#### [WHAT IS NEEDED]
Rewrite the article on lightning strikes starting with "More heat can" and going on through "of lightning strikes.", replacing "moisture" with "water vapor".

#### [PROVIDED PASSAGE]

'''

Scientists say that lightning strikes are becoming more of a threat due to climate change after three people were killed and another is in a critical condition after they were hit near the White House.
The two men and two women were struck by a bolt that hit the ground during a severe storm while they visited Washington DC's Lafayette Square, just north of the White House, last Thursday.
The lightning hit near a tree that stands yards away from the fence that surrounds the presidential residence and offices across from the square, which is often crowded with visitors, especially in the summer months.
All four victims sustained critical, life-threatening injuries, and were taken to area hospitals. Two of them later died: James Mueller, 76, and Donna Mueller, 75, from Janesville, Wisconsin, the Metropolitan Police Department said.
"We are saddened by the tragic loss of life," the White House said in a statement on Friday. "Our hearts are with the families who lost loved ones, and we are praying for those still fighting for their lives."
Later on Friday a third victim, a 29-year-old male, was pronounced dead, the Metropolitan Police Department said.
Further details on the victim were being withheld until the next-of-kin were notified.
The hot, humid conditions in Washington, on Thursday, with temperatures at 34C, meant the conditions were primed for an electric storm.
More heat can draw more moisture into the atmosphere, while also encouraging rapid updraft - two key factors for charged particles, which lead to lightning.
A key study released in 2014 in the journal Science warned that the number of lightning strikes could increase by 50% in this century in the US, with each 1C of warming translating into a 12% rise in the number of lightning strikes.

'''

#### [RAW DATA]
'''

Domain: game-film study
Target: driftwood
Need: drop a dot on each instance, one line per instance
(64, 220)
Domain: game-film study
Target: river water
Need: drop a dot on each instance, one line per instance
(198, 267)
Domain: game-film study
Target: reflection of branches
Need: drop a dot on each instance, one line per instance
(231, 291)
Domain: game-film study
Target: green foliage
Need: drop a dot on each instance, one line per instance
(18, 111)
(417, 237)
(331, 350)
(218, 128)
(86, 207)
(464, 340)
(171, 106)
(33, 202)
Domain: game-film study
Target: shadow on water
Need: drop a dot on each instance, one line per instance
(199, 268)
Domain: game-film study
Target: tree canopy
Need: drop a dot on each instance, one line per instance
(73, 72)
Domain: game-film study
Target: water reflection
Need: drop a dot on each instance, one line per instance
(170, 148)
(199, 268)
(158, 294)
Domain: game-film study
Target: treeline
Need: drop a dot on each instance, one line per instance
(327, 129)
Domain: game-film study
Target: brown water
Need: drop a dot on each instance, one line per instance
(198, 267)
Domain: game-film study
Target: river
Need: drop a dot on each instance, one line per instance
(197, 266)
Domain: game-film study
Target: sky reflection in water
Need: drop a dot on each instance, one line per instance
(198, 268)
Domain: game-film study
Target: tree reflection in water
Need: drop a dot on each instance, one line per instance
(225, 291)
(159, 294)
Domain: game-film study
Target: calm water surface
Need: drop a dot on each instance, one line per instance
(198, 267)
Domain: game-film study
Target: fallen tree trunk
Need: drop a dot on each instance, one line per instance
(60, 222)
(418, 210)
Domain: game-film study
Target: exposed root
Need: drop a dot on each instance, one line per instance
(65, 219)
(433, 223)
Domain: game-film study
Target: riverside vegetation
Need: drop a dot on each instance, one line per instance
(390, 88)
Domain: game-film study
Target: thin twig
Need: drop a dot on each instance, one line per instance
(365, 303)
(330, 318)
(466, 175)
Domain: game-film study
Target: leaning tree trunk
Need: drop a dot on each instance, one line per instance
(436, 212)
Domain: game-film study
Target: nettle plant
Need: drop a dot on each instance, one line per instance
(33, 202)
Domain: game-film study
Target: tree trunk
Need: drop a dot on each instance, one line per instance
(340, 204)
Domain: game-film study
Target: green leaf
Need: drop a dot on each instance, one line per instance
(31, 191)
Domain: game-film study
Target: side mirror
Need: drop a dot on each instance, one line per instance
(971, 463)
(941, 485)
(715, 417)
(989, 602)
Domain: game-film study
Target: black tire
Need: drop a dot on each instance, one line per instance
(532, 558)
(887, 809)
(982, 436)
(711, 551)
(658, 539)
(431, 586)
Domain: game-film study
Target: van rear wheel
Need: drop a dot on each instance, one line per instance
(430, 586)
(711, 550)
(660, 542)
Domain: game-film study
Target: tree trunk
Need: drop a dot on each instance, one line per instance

'''

#### [FINISHED EXERCISE]
More heat can draw more water vapor into the atmosphere, while also encouraging rapid updraft - two key factors for charged particles, which lead to lightning.
A key study released in 2014 in the journal Science warned that the number of lightning strikes could increase by 50% in this century in the US, with each 1C of warming translating into a 12% rise in the number of lightning strikes.